WHAT THE EXERCISE ASKS: Report every line in the records that contains the word "abdomen".

SOURCE MATERIAL:
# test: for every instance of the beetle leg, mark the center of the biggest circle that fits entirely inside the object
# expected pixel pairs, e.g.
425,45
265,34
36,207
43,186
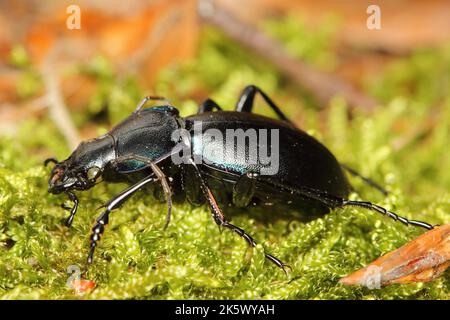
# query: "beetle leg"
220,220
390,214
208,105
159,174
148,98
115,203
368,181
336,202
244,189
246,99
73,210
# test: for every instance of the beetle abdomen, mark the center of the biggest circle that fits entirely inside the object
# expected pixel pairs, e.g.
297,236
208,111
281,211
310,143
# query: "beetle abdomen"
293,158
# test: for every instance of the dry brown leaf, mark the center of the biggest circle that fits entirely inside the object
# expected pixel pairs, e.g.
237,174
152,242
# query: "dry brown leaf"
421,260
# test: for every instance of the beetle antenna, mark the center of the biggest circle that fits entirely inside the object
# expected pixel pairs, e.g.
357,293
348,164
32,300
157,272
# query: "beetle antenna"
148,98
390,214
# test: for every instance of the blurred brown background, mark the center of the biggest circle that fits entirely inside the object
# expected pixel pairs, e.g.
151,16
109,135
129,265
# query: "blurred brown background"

* * *

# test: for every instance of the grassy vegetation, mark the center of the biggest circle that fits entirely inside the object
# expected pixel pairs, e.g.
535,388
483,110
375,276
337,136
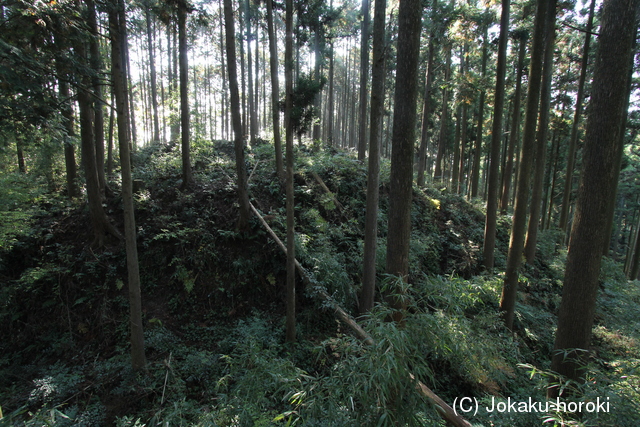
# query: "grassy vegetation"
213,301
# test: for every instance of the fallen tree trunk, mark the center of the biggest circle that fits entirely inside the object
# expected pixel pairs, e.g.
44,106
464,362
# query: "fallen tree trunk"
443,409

WORKED ANSWER:
# test: for every instance of the beetle abdomen, mark the center of the biggest circle that fits entirely inside the object
# query: "beetle abdomen"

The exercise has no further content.